# Somethings wrong here...



## robmac85 (Nov 20, 2013)

Points to whoever can tell me what's wrong with this install.






(200 amp 277/480 sub panel with main breaker, neutral sensing CT for ground fault protection for equipment.)


----------



## Pete m. (Nov 19, 2011)

No incoming neutral?

Pete


----------



## robmac85 (Nov 20, 2013)

Pete m. said:


> Neutral is connected to A phase buss? Pete


Nope. But it does looks that way in the pic. That whole assembly on top is the neutral buss.


----------



## Bad Electrician (May 20, 2014)

Neutral is not connected to the load side of the Neutral CT.

The GFPE is seeing any neutral current as fault current assuming that is the feeder neutral I see connected to the neutral bus top left.


----------



## Bad Electrician (May 20, 2014)

I should add where is the line side feeder neutral?


----------



## NacBooster29 (Oct 25, 2010)

Ct is wrapping a lug with no conductors.


----------



## JohnJ65 (May 8, 2008)

Line side feeder neutral is on left side with grey tape marking it. I agree it needs to be landed on the middle buss above the CT.


----------



## markbrady (Jun 2, 2014)

oops someone already said that


----------



## Bad Electrician (May 20, 2014)

## [Work request]
Transcribe word for word the stretch of the sub panel thread that opens with "The GFPE is" and closes with "side feeder neutral?".

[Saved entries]
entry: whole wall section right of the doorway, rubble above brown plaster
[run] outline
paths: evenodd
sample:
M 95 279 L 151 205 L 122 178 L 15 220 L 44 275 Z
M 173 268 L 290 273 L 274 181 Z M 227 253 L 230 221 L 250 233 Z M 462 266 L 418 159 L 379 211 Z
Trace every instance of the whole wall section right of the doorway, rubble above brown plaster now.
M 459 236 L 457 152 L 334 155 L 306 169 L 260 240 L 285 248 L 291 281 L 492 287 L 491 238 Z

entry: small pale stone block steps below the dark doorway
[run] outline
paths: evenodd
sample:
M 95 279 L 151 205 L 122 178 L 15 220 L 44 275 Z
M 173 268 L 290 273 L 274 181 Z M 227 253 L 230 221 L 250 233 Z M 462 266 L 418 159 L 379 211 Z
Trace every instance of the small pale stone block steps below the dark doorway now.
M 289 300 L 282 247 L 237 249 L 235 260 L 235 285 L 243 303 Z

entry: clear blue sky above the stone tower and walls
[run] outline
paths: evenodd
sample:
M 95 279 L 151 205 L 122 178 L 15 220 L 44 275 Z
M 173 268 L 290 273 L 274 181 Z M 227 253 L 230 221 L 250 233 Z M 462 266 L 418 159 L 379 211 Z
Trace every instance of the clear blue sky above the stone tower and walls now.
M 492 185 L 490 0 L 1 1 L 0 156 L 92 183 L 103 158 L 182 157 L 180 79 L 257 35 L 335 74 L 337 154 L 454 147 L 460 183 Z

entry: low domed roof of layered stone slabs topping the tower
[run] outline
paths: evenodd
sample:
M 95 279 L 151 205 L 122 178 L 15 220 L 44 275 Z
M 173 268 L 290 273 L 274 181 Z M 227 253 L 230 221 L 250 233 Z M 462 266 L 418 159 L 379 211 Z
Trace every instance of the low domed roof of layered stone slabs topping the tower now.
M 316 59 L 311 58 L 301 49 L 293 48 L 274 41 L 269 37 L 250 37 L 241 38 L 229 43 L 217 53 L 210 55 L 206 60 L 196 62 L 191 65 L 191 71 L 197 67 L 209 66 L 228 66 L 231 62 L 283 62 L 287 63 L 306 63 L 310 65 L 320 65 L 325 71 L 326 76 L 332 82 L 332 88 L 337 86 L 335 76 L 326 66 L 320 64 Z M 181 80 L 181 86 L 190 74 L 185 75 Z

==

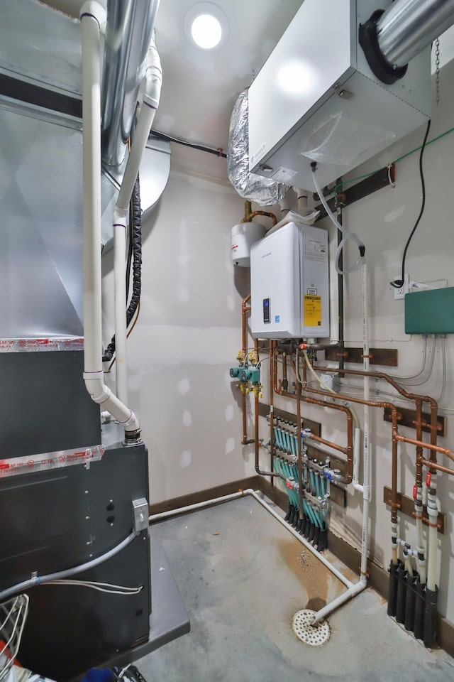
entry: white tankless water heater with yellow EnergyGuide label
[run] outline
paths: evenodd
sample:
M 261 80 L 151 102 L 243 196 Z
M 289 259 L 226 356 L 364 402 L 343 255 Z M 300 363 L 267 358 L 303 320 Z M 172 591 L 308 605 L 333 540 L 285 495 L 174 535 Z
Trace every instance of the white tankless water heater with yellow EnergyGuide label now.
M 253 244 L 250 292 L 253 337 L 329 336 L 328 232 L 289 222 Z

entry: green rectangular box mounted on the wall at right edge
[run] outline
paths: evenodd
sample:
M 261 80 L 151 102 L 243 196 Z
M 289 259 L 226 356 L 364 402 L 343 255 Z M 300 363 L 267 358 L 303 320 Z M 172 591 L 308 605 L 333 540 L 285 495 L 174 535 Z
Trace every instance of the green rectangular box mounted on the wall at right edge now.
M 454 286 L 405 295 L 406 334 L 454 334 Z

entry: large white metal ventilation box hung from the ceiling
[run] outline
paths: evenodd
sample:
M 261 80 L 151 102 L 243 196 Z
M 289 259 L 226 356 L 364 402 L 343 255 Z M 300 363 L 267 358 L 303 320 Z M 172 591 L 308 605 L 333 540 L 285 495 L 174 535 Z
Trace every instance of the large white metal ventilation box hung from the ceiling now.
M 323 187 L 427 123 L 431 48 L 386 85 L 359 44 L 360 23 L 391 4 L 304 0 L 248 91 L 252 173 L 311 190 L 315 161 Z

## [Response]
The GFPE is seeing any neutral current as fault current assuming that is the feeder neutral I see connected to the neutral bus top left.


----------



## Bad Electrician (May 20, 2014)

I should add where is the line side feeder neutral?